Estas son, pues, algunas de las cuestiones que se abordan en las sección del libro concerniente a la Ética. Pero, sin duda, la sección Clínica, que se inicia con el texto de E. Vaschetto antes citado, es de lo más interesante, variada y rigurosa.

La clínica en general, y en particular la psiquiatría, padecen una dilución generalizada de los conceptos debido al uso indiscriminado de antidepresivos, cuya prescripción, apoyada en la estadística, ha diluido la fineza del diagnóstico elidiendo así el juicio del clínico, quien, de consentir en ello, delega su responsabilidad al laboratorio en el que ha depositado su confianza. Surge así una psicoterapia sin Otro que induce una dinámica seudolibidinal en la que el tratarse no se distingue del drogarse: “bájeme éste, súbame aquél, no duermo, como mucho, me aceleré, ajústeme el remedio”. Muchas veces, el sujeto queda sumido en una indiferencia narcótica que le impide discernir lo que lo orientaría en la vida y responsabilizarse por la falta en ser que resuena en su cuerpo.

-------

_Instrucciones_
• a. Responde estas preguntas sobre el fragmento:
(i) ¿Qué sección del libro se inicia con el texto de E. Vaschetto?
(ii) ¿En qué se apoya la prescripción de antidepresivos?
(iii) ¿En qué queda sumido muchas veces el sujeto?
• b. Enumera cada una de las frases separadas por comas dentro de la cita entre comillas del fragmento.

-------

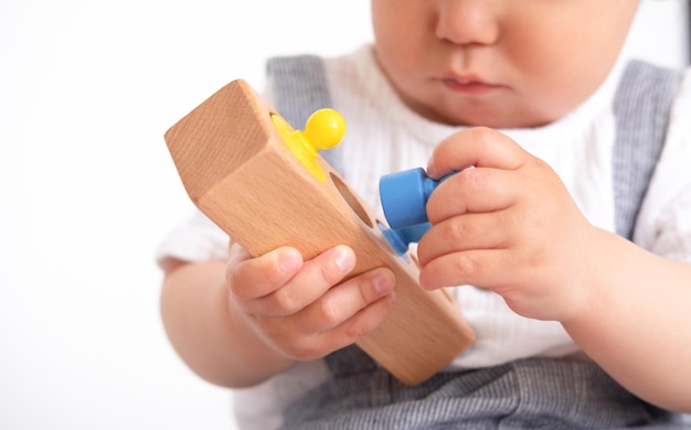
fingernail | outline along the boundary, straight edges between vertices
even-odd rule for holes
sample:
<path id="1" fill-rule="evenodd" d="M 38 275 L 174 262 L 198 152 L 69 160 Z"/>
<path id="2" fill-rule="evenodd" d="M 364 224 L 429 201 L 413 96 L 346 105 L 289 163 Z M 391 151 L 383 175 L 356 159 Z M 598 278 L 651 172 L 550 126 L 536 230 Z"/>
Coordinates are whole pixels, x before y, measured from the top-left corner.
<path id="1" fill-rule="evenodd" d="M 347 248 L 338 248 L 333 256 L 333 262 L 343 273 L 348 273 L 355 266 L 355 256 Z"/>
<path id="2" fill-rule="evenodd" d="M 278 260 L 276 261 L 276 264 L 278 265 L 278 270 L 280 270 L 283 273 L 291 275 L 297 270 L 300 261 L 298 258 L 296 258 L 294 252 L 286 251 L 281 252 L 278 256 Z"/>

-------

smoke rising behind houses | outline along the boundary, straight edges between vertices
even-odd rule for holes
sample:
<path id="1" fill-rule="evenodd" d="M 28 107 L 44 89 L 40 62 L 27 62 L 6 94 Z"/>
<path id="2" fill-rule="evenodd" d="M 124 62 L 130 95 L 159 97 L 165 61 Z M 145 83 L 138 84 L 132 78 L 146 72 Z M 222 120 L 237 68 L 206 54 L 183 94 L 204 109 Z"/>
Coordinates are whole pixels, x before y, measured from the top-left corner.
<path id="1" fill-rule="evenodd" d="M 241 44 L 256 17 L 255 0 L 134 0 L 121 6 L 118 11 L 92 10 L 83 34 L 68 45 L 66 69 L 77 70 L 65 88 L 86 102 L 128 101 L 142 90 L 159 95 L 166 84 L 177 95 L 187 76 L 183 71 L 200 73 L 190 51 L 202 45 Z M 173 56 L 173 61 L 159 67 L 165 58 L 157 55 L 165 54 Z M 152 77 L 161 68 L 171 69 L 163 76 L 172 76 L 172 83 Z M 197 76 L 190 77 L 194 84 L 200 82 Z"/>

-------

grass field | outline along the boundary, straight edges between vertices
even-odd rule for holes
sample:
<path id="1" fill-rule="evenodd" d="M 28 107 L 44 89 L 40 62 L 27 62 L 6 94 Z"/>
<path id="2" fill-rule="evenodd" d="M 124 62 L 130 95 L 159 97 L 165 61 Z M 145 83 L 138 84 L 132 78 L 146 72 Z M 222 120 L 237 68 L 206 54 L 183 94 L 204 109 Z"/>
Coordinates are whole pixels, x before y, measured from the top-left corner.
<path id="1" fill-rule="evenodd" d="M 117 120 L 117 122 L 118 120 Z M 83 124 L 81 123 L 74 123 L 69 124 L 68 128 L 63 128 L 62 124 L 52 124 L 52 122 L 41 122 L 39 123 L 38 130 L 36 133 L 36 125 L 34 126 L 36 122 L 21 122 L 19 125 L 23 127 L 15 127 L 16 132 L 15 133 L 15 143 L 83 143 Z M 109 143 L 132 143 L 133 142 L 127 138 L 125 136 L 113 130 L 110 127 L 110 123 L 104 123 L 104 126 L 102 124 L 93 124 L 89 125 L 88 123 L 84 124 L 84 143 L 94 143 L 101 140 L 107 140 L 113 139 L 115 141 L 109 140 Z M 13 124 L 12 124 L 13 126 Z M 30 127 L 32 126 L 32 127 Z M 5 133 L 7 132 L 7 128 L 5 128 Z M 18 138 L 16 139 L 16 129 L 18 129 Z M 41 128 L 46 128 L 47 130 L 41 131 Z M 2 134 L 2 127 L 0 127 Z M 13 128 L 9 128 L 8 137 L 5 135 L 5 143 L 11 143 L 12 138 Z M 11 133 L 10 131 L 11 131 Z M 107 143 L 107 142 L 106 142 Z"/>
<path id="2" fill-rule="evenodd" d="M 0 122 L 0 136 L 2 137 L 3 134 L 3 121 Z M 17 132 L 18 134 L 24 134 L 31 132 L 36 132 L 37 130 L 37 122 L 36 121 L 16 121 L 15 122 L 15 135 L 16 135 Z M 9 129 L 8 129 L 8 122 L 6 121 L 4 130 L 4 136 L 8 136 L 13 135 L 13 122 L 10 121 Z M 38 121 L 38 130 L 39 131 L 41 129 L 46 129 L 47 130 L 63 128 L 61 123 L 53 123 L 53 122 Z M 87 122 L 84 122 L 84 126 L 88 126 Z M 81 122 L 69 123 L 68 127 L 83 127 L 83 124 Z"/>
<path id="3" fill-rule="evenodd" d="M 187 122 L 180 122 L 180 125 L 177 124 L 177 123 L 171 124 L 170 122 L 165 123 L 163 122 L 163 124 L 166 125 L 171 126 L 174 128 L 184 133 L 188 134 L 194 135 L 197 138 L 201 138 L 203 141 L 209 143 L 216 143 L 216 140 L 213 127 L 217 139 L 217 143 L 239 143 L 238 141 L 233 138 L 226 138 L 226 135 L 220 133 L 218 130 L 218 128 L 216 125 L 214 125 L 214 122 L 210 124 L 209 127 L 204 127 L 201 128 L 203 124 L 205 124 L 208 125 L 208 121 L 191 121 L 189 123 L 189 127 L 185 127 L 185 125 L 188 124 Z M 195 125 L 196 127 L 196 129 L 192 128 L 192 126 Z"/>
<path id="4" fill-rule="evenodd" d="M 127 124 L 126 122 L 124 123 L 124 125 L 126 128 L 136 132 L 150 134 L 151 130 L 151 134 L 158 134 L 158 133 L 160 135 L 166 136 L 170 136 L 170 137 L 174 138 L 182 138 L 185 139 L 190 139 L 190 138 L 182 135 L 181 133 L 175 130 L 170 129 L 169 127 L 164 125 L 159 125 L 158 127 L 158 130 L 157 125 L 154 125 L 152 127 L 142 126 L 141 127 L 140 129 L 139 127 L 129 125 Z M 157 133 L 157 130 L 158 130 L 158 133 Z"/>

-------

_Respuestas por tarea_
• a.
(i) La sección Clínica.
(ii) En la estadística.
(iii) En una indiferencia narcótica.

• b.
- bájeme éste
- súbame aquél
- no duermo
- como mucho
- me aceleré
- ajústeme el remedio